QUOTED PASSAGE:
BEGIN

A small but growing number of Republican-led states are exploring or enacting opt-in paid leave plans as an alternative to the payroll-tax-funded mandatory plans now in place in 11 blue states across the country. In New Hampshire, GOP Gov. Chris Sununu signed a contract with the insurer MetLife this summer to move forward with a similar plan to Vermont’s.

Vermont’s paid family and medical leave policy is set to roll out in three phases. Benefits will start for state employees beginning July 1, 2023. A year later, the program will be extended to private and public employers with two or more employees. And in 2025, employers with just one employee, as well as individual workers and self-employed Vermonters, will be able to join.

About 8,000 state workers, including state troopers, are covered by the policy, which will cost Vermont an estimated $2 million a year, according to administration officials.

Scott and Democrats in the Legislature have butted heads for years about how to enact paid leave in Vermont. Democrats and advocates have long argued a mandatory program is necessary to ensure a sufficiently large risk pool to provide robust benefits to the workers who need them the most.

END

INFORMATION SHOWN:
BEGIN

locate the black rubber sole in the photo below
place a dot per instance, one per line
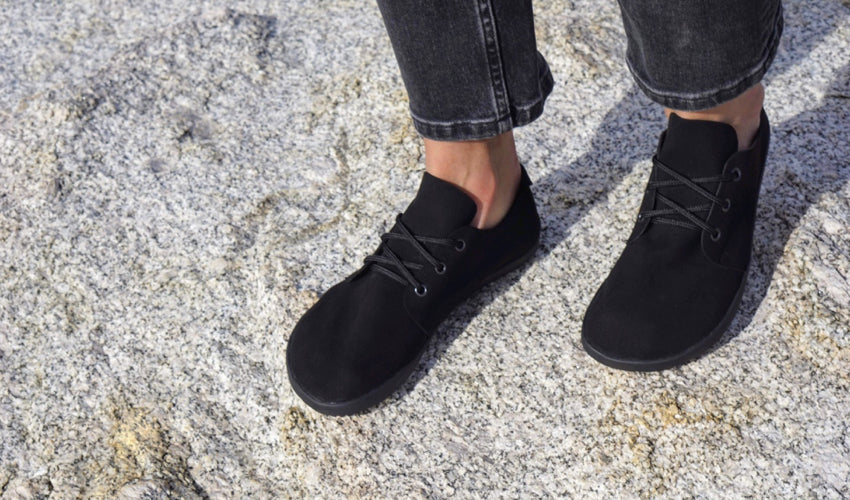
(690, 354)
(386, 389)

END

WHAT YOU WILL DO: Revise the paid leave passage, starting with "Scott and Democrats" and going on through "them the most.", so that "paid leave" becomes "family leave". The listing has no connection to the paid leave passage.

TASK RESPONSE:
Scott and Democrats in the Legislature have butted heads for years about how to enact family leave in Vermont. Democrats and advocates have long argued a mandatory program is necessary to ensure a sufficiently large risk pool to provide robust benefits to the workers who need them the most.